#### INSTRUKSI 1
Ambil semua baris dalam daftar di bawah yang memuat kata "parmesan".

#### KUTIPAN DOKUMEN
▬▬▬▬▬▬

Sedangkan hawa nafsu adalah keinginan yang buruk dan berlebihan diluar batas kebutuhan.

Kalau kita sudah memahami bahwa tugas kita di dunia ini adalah untuk mengabdi (ibadah) kepada Allah bukan menuruti keinginan (hawa nafsu), maka kita bisa menerima dan memahami QS.2:219 dan QS.38:26 di atas. Menurut kedua ayat tersebut kita hidup hanya sebatas kebutuhan. Kalau ada kelebihan diluar kebutuhan harus diinfakkan. Karena diluar kebutuhan adalah hawa nafsu yang akan menyesatkan kita dari jalan Allah.

Misalnya penghasilan kita 10 juta. kebutuhan pribadi 3 juta sebulan maka sisanya yang 7 juta harus diinfakkan kepada yang berhak. siapa saja yang berhak? pertama anak dan istri. Kita harus memenuhi kebutuhan mereka terlebih dahulu karena mereka yang terdekat dengan kita. Jika masih ada kelebihan diinfakkan ke orang tua atau saudara jika mereka tidak memiliki penghasilan. Jika masih ada kelebihan juga baru diberikan kepada anak yatim dan fakir miskin..

Itulah yang dilakukan oleh Rasulullah SAW. Sebagaimana diriwayatkan oleh Umar.

Umar berkata; dahulu Rasulullah shallallahu 'alaihi wasallam memberi nafkah keluarganya dari hartanya dan bersedekah dengan kelebihannya… (HR.Abu Daud No.2583)

▬▬▬▬▬▬

#### INSTRUKSI 2
Berdasarkan kutipan dokumen di atas, siapa yang pertama kali berhak menerima kelebihan penghasilan?

▬▬▬▬▬▬

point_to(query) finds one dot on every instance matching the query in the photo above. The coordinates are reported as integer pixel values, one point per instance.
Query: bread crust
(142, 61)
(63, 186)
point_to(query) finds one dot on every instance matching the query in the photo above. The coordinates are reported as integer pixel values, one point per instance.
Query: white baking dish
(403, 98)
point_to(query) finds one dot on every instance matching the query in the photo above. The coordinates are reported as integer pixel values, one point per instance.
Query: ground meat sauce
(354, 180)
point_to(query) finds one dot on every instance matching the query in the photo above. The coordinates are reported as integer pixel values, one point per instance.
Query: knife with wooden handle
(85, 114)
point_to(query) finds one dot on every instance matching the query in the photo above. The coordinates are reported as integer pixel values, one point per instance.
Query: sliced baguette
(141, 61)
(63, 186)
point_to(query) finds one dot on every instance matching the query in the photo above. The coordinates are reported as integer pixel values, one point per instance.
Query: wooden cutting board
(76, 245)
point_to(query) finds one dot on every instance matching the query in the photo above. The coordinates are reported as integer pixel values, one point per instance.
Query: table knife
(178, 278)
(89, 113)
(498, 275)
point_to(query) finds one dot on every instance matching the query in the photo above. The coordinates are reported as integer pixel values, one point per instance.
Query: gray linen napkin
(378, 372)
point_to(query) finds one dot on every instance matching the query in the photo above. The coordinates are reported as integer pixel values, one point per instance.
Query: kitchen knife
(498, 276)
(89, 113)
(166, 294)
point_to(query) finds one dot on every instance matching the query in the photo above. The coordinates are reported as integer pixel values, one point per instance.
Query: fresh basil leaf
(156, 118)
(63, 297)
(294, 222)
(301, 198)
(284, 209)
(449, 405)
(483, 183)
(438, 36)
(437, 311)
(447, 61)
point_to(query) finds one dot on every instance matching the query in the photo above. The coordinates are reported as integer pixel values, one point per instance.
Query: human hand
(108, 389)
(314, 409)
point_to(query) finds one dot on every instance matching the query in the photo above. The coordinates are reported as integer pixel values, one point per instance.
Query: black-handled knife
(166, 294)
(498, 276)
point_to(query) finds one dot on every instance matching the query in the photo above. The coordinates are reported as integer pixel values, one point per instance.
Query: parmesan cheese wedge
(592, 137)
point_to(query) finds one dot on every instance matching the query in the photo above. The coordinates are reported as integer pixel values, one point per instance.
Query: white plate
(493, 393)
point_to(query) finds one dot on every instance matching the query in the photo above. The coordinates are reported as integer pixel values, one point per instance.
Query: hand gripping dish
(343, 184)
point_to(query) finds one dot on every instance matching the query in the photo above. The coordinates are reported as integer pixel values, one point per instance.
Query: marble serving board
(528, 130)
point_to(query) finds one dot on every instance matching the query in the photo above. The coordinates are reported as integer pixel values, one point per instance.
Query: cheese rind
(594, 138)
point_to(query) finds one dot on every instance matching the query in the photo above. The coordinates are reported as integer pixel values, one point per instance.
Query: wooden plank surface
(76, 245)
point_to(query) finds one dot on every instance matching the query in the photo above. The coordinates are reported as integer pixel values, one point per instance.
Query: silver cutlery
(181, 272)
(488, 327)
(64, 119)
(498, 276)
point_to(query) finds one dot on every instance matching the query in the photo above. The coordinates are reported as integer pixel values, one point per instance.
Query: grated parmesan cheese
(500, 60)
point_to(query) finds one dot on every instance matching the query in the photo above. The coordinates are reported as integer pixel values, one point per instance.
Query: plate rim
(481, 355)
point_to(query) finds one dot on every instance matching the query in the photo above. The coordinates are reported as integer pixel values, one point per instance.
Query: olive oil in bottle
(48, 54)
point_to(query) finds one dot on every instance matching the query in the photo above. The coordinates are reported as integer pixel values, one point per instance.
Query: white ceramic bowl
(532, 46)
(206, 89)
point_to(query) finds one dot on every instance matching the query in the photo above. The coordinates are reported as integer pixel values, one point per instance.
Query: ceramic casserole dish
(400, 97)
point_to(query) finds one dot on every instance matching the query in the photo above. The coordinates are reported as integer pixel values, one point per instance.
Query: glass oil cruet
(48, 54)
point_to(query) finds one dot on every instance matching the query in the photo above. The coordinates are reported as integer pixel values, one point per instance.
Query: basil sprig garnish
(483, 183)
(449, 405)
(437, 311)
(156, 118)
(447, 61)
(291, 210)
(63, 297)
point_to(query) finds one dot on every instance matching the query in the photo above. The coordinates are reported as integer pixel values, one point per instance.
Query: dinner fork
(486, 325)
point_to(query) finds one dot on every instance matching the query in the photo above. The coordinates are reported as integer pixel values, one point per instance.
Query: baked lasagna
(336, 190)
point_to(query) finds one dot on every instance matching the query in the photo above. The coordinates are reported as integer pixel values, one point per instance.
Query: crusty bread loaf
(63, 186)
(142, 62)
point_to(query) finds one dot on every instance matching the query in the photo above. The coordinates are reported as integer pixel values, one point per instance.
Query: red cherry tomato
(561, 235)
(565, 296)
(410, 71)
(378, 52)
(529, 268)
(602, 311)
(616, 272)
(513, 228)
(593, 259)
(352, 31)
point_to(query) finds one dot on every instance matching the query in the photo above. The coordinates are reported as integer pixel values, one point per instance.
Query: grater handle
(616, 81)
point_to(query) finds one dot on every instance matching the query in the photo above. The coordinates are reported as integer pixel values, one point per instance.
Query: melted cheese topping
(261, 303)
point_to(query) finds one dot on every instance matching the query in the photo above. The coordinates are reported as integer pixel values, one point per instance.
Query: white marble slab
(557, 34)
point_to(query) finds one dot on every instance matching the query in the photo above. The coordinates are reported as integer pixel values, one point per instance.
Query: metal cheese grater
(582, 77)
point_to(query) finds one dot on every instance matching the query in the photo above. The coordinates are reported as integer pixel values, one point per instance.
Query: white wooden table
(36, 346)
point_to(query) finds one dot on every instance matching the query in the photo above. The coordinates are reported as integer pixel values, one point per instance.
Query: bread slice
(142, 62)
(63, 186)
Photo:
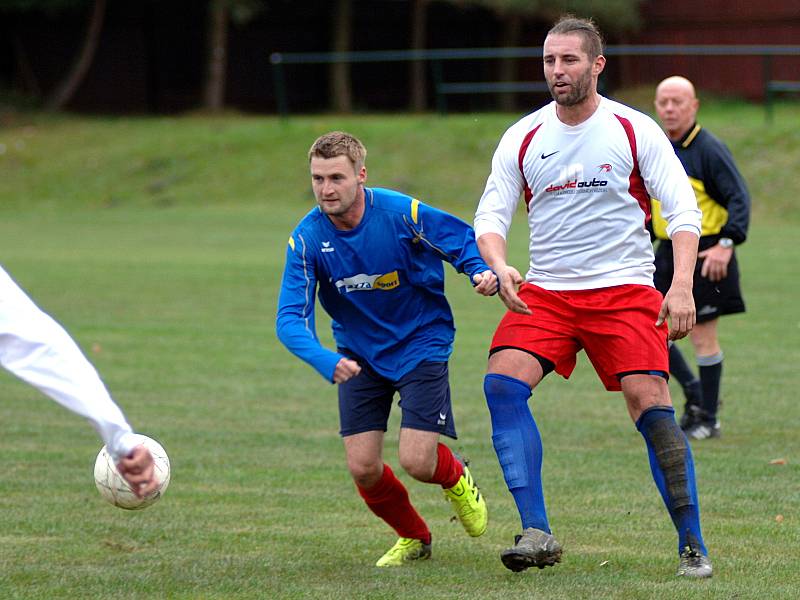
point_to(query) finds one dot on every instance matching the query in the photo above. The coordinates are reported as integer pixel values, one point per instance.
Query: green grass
(159, 244)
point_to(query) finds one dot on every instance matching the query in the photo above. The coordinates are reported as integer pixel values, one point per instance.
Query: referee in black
(723, 197)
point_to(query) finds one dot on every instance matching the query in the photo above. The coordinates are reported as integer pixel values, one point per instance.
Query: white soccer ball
(113, 487)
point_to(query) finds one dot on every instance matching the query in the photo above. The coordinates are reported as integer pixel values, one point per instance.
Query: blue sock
(518, 446)
(673, 471)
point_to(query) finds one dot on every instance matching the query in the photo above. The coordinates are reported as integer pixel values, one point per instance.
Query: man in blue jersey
(376, 256)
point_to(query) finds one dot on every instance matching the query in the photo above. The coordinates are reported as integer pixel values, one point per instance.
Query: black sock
(710, 377)
(678, 367)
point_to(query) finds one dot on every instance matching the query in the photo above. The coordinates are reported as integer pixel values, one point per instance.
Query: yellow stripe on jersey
(714, 215)
(690, 138)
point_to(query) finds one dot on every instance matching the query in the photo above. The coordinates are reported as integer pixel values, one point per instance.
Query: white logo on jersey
(364, 282)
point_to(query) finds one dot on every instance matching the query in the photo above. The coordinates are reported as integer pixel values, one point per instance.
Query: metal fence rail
(435, 57)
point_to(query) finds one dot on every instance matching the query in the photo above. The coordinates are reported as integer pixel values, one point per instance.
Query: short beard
(579, 93)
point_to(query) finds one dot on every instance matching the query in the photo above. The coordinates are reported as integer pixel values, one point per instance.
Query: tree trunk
(64, 92)
(340, 84)
(214, 92)
(418, 94)
(512, 30)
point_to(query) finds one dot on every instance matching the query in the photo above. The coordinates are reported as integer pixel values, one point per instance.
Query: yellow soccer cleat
(469, 504)
(405, 550)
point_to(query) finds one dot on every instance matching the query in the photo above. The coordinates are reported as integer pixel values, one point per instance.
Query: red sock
(448, 468)
(388, 499)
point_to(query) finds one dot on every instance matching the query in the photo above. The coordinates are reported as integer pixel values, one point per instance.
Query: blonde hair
(339, 143)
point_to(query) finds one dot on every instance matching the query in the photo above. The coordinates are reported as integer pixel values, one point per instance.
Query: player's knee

▬▬▬▬▬▬

#### HASIL AKHIR 1
Query: parmesan cheese wedge
Query: grated parmesan cheese

#### HASIL AKHIR 2
Anak dan istri.